#### What to work on
From the article on Ninetowns' land purchase, rewrite the passage that begins at the words "While there are" and stops after "of shareholder investments.", swapping every "real estate" for "property".

#### Extract provided
While China has recently been working to move non-real estate related state-owned enterprises out of the property market, it seems that everybody else, whether they make widgets or software are trying to get a piece of the real estate action.
In a press release dated April 7th, NASDAQ-listed software developer Ninetowns announced the acquisition of land for a mixed-use commercial and residential development in Anhui province. The company indicated that they,
“had the winning bid in a land auction held on March 30, 2011 in Huainan, Anhui Province, China and received the right to acquire land use rights for a piece of undeveloped land consisting of approximately 141,000 square meters at a price of RMB1,830 per square meter, for a total consideration of approximately RMB258 million (US$39 million).
Ninetowns intends to develop a mixed-use real estate project tentatively named “Smarter Town” on such land. According to the terms and conditions of the auction, the Company is committed to (i) design, develop, construct, market and sell certain retail and residential units, (ii) design and construct an “Internet of Things” exhibition park, and (iii) design and construct a community hospital.”[wpgmappity id=”3″]
The question that this brings up for investors is that if they wanted to invest in China’s real estate market, they presumably would have bought shares in real estate developer rather than in a software company.
While there are many opinions on the potential for profits from investing in real estate in China’s developing cities, there seems to be a growing trend among China’s publicly listed companies from a variety of sectors to begin not just dabbling in real estate but to start taking on very large scale projects using funds raised from the public.
As long as profits continue to flow from these investments few are likely to complain about these corporate decisions. However, given the large amount of risk involved in investing in these emerging cities, particulary for companies inexperienced with real estate investments, projects such as Ninetowns’ also may very well be the substance of future scandals and investigations into misuse of shareholder investments.

#### Record extracts

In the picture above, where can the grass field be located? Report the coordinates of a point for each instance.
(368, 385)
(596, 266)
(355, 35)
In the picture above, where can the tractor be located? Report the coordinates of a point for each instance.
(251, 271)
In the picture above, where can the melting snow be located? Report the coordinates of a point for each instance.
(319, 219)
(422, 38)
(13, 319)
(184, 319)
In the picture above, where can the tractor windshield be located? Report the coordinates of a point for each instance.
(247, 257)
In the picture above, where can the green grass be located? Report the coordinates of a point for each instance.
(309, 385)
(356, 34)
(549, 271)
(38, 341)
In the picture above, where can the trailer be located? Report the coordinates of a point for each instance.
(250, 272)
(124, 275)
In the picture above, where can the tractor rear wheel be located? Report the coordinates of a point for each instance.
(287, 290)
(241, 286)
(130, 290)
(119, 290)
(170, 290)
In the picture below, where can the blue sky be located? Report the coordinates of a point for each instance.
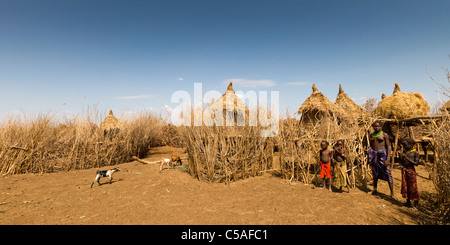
(63, 56)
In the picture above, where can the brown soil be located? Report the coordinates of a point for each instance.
(142, 195)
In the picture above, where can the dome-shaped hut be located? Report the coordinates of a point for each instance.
(230, 104)
(445, 107)
(318, 107)
(401, 105)
(110, 123)
(344, 102)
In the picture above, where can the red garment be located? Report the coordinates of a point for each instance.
(325, 170)
(409, 184)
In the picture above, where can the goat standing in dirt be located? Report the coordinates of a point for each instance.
(173, 161)
(104, 173)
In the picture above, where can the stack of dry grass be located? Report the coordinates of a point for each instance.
(229, 104)
(352, 109)
(299, 149)
(37, 145)
(445, 108)
(441, 166)
(402, 105)
(225, 154)
(318, 108)
(110, 123)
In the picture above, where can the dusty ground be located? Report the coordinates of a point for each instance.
(144, 196)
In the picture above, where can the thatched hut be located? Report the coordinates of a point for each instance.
(344, 102)
(318, 107)
(230, 104)
(445, 107)
(401, 105)
(110, 123)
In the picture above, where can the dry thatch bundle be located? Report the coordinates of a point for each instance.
(317, 107)
(348, 105)
(402, 105)
(227, 154)
(110, 122)
(229, 103)
(445, 107)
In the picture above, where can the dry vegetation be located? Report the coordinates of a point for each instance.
(37, 145)
(224, 154)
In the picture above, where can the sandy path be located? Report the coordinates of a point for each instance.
(144, 196)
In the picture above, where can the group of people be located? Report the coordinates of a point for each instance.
(379, 158)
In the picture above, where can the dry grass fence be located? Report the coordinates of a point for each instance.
(42, 144)
(225, 154)
(299, 146)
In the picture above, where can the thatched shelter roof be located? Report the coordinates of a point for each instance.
(110, 122)
(445, 107)
(318, 104)
(348, 105)
(229, 100)
(402, 105)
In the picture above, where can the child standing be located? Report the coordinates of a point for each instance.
(408, 160)
(325, 166)
(340, 166)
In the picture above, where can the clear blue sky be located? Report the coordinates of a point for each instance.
(62, 56)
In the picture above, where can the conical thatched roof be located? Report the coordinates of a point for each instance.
(229, 100)
(110, 122)
(445, 107)
(348, 105)
(402, 105)
(318, 103)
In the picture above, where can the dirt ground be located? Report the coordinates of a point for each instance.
(142, 195)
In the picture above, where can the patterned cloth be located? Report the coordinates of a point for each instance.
(379, 170)
(325, 170)
(409, 184)
(340, 174)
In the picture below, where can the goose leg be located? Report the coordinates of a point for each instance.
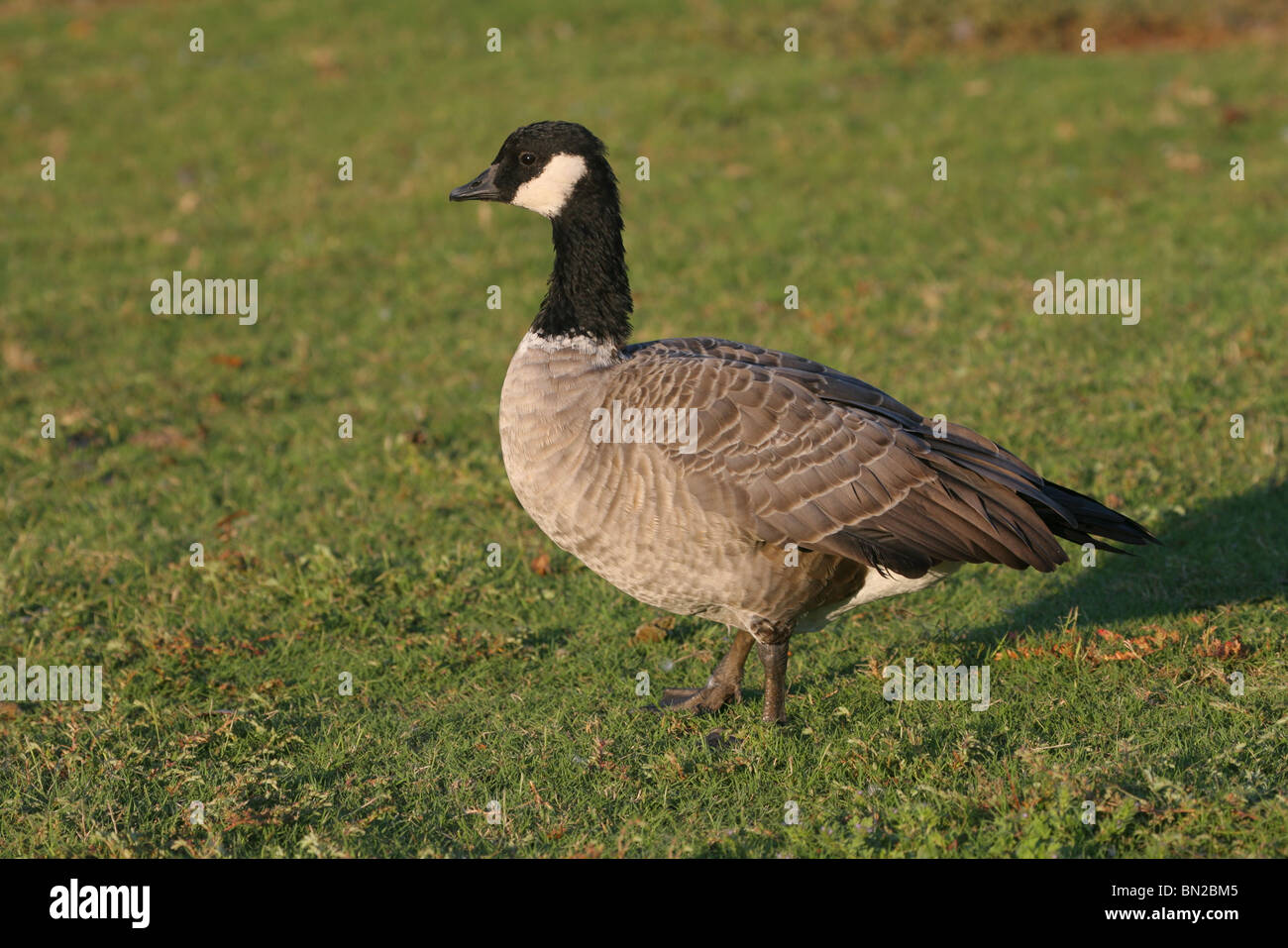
(725, 682)
(774, 659)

#### Response to this exercise
While there are many opinions on the potential for profits from investing in property in China’s developing cities, there seems to be a growing trend among China’s publicly listed companies from a variety of sectors to begin not just dabbling in property but to start taking on very large scale projects using funds raised from the public.
As long as profits continue to flow from these investments few are likely to complain about these corporate decisions. However, given the large amount of risk involved in investing in these emerging cities, particulary for companies inexperienced with property investments, projects such as Ninetowns’ also may very well be the substance of future scandals and investigations into misuse of shareholder investments.